Supplied material
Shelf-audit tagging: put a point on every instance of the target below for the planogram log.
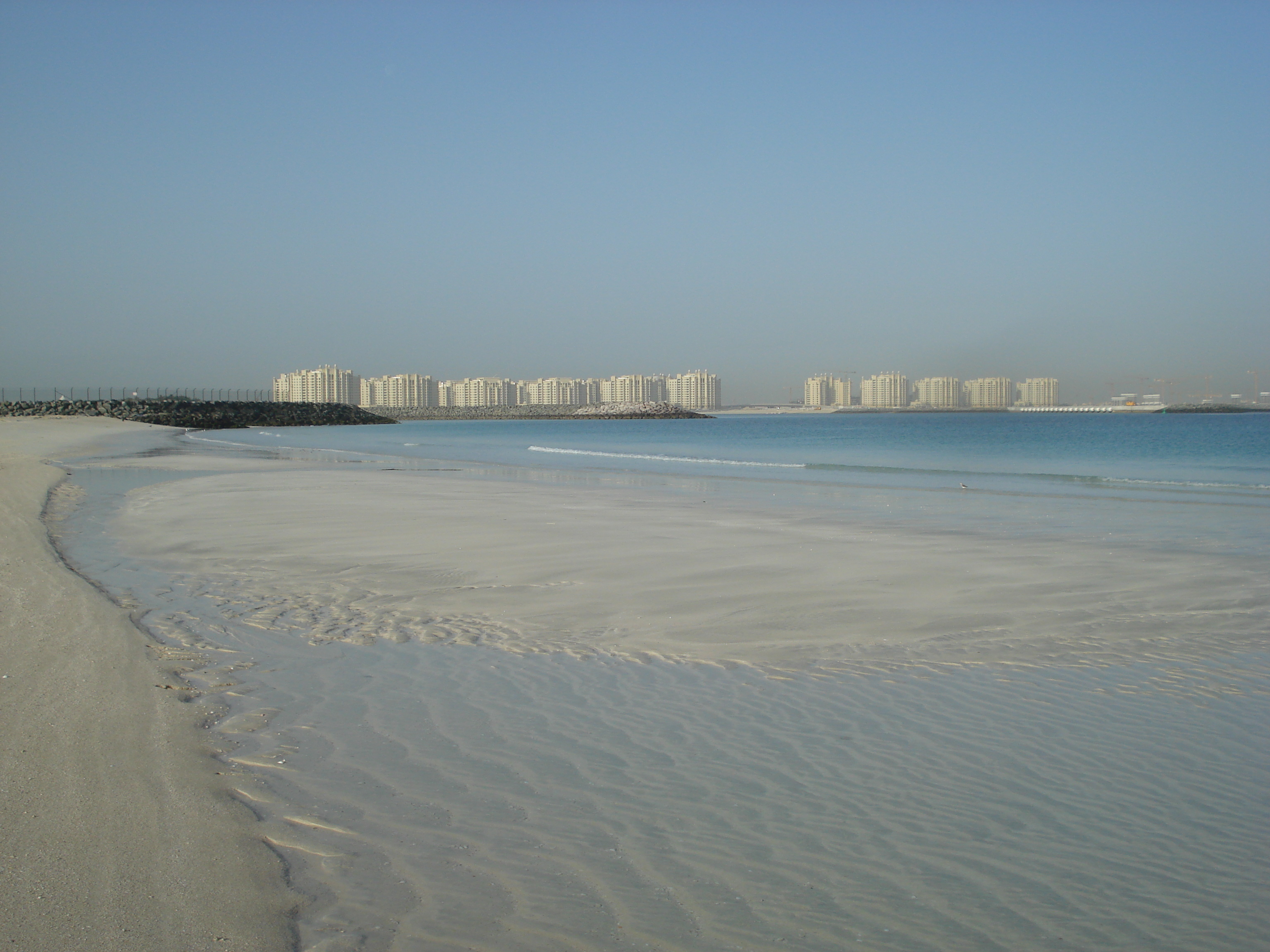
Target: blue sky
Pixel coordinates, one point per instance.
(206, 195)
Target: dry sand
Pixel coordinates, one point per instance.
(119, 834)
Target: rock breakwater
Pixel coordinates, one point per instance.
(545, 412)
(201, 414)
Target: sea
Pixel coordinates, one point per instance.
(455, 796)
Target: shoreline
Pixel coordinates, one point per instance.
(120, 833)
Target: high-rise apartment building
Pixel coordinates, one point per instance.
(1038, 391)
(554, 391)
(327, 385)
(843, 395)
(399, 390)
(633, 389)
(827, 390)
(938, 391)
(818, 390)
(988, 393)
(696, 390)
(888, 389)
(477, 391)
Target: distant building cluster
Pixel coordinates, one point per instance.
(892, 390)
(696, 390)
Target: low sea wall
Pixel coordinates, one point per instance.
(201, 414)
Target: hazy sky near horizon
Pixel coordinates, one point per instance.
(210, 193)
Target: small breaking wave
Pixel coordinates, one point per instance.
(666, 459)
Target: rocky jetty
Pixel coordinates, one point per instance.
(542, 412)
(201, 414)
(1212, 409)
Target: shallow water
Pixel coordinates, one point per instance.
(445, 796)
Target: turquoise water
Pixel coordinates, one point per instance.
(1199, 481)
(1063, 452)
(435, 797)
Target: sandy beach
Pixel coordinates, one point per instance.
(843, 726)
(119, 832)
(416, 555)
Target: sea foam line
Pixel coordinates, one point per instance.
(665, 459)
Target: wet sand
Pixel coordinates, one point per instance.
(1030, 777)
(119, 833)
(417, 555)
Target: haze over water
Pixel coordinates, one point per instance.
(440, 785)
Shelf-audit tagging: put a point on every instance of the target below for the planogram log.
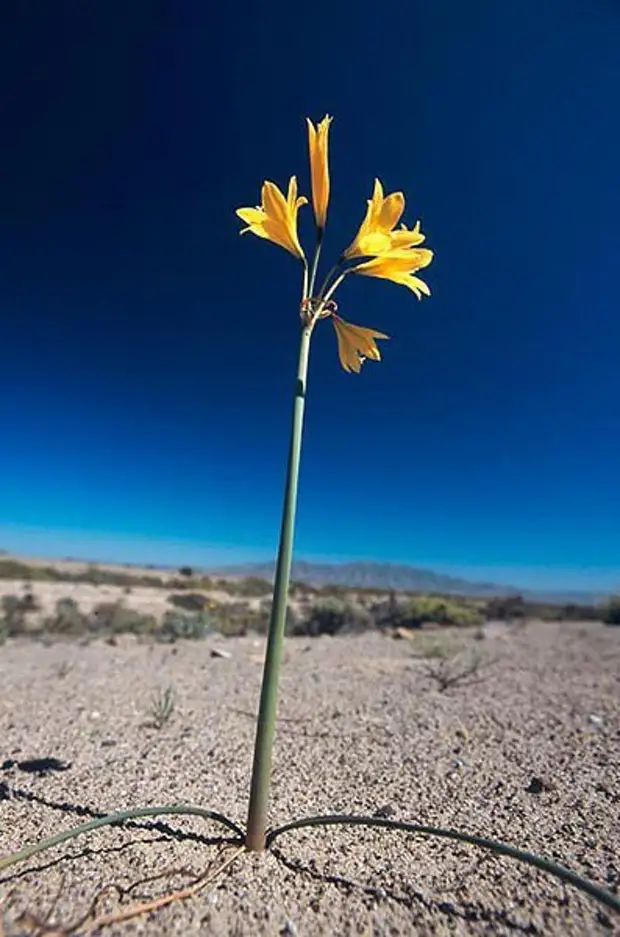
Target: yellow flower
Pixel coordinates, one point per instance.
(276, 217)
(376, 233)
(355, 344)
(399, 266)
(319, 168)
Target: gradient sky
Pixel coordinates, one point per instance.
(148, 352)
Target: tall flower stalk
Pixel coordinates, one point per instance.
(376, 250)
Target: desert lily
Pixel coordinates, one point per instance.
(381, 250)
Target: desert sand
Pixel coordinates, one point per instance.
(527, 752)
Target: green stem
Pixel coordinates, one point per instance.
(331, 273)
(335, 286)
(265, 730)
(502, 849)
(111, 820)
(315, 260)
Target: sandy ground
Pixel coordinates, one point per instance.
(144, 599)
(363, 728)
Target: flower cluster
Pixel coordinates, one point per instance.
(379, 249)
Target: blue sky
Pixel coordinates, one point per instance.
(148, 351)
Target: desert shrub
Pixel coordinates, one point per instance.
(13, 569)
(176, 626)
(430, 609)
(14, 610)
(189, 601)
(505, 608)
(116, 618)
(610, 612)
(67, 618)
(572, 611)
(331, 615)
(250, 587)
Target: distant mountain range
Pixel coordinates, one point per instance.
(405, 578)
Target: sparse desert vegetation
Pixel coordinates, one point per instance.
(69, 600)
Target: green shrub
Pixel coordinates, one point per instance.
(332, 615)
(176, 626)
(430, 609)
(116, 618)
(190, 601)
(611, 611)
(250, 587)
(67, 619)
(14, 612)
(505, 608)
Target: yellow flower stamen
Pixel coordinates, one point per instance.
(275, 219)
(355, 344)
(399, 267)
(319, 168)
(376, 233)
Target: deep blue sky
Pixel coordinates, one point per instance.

Problem to solve
Return everything from the line containing "Target: green shrub" down to the last line of the data above, both ends included, without changing a character.

Result of this task
Target: green shrub
Pixel coordinates, one point per instance.
(332, 615)
(176, 626)
(430, 609)
(116, 618)
(190, 601)
(611, 611)
(250, 587)
(67, 619)
(14, 612)
(505, 608)
Target: yellow flower stamen
Pixel coordinates, one point per instance.
(275, 219)
(355, 344)
(399, 267)
(319, 168)
(376, 233)
Target: deep blue sky
Pixel coordinates, one point per instance.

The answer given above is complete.